## DOCUMENT
────

There will come a time when the Fed announces a new program of balance sheet expansion by asset purchases that will cause the interest rate to rise because of fears of inflation from money creation, rather than fall as the Fed desires. At that point, we'll know the Fed's power to manipulate the economy has dissipated.

Just How Low Can Interest Rates Go?

The chart of 10-year Treasuries below shows that the current level of 2% is lower than it has ever been, except for a brief low of 1.5% last fall (blue line). It is the lowest in 240 years. This is happening in spite of government deficits expanding at a trillion dollars per year as far as the eye can see. We are at the bottom of a 32-year bull market in bonds (drop in rate).

To get a view of how extreme today's rate is, I added the red line, which is 100 divided by the interest rate. It shows a rise as rates fall and makes the bubble of low rates more obvious – which is currently higher than ever.

The point is that these extremely low rates are unprecedented, even when looking back to the last Great Depression. They could spring back a long way.

────

## RECORDS PROVIDED
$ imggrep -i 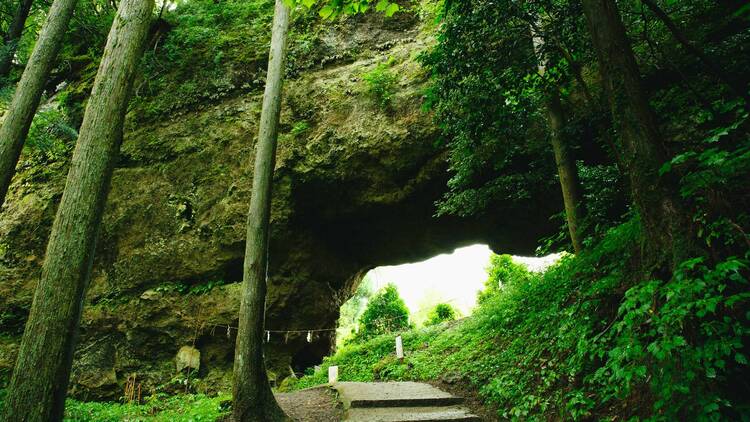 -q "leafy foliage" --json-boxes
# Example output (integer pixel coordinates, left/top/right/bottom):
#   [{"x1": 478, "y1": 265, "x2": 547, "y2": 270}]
[
  {"x1": 293, "y1": 220, "x2": 750, "y2": 421},
  {"x1": 477, "y1": 254, "x2": 531, "y2": 304},
  {"x1": 362, "y1": 63, "x2": 398, "y2": 110},
  {"x1": 63, "y1": 394, "x2": 230, "y2": 422},
  {"x1": 354, "y1": 284, "x2": 411, "y2": 341}
]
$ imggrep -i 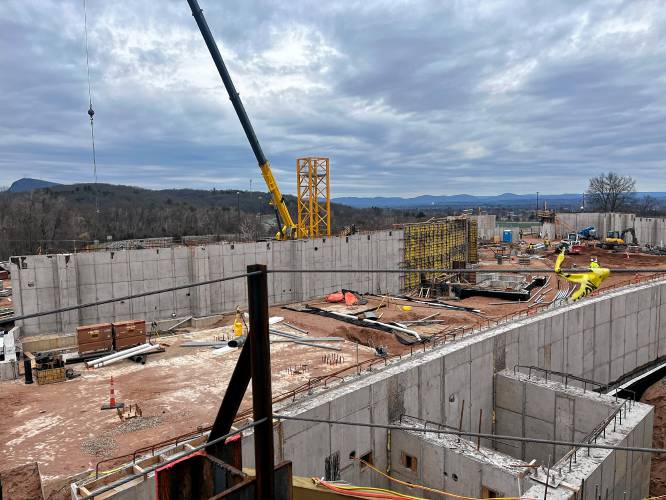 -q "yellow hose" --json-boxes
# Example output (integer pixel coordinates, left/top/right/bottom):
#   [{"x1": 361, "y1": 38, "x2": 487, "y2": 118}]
[{"x1": 356, "y1": 458, "x2": 536, "y2": 500}]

────

## CHALLENGE
Resume the piece on record-low Treasury yields and the Fed, picking up after its final sentence.

## RESPONSE TO THIS EXERCISE
The low rates induced by the Fed are transmitted to many other market rates, as shown in the following charts. These charts need little comment, except that all of them confirm the simultaneous movement to many-decade lows.

During the credit crisis, junk bonds were the worst performers as investors feared they would lose their money in default. Rates rose on BBB corporate debt as well. At the same time, government debt became the safe haven, and as people moved to the safe haven, they drove the price of Treasuries up and their interest rate down. The premium has gone out of the lower-rated markets, with rates even lower than before this crisis started. It's not that risk has disappeared: I think it is more likely that the flood of excess money is chasing any kind of return it can find, and that is driving rates to record-low levels.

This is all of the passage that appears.